§ **EXERCISE 1**:
Return the passage of the post on Git's shortcomings from "Git receives a" to "not to use Git.", reproducing it without any change.
§ **EXERCISE 2**:
In the post on Git's shortcomings, into which category did almost all of the complaints the author found fall?
§ **EXERCISE 3**:
Translate into Spanish the sentence "There’s an obvious selection bias at play." from the post on Git's shortcomings.

§ **SELECTION**:

On Git's Shortcomings

09 Jul 2013

Git receives a lot of positive press. There are countless websites, articles, and blog posts dedicated to the adulation of Git. It’s plenty easy to find a list of reasons to use Git. It’s much harder to find a list of substantial reasons not to use Git.

That’s not surprising. There’s an obvious selection bias at play. Those who spend more time with Git understand it better and are more likely to extol its virtues. Conversely, those who are turned off by Git early are unlikely to make well informed arguments against it.

Unable to find a complete list of Git’s weaknesses, I have attempted to compile a list myself. Don’t get me wrong, I’m a proponent of Git (this site is on GitHub after all), but we must be truthful about Git’s limitations. This list (with a few exceptions) is about Git alone. I will avoid making comparisons to other version control systems unless relevant.

Ease of Use

Let’s get this one out of the way first. Almost all of the complaints that I could find fell into this category. I don’t have much to add to this subject that hasn’t already been said.

§ **SUPPLIED INFORMATION**:
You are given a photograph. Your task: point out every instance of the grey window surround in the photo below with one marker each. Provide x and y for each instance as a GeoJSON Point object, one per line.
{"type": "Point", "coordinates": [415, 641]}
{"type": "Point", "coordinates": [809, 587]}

§ **RESULT 1**:
Git receives a lot of positive press. There are countless websites, articles, and blog posts dedicated to the adulation of Git. It’s plenty easy to find a list of reasons to use Git. It’s much harder to find a list of substantial reasons not to use Git.

§ **RESULT 2**:
Ease of use.

§ **RESULT 3**:
Hay un evidente sesgo de selección en juego.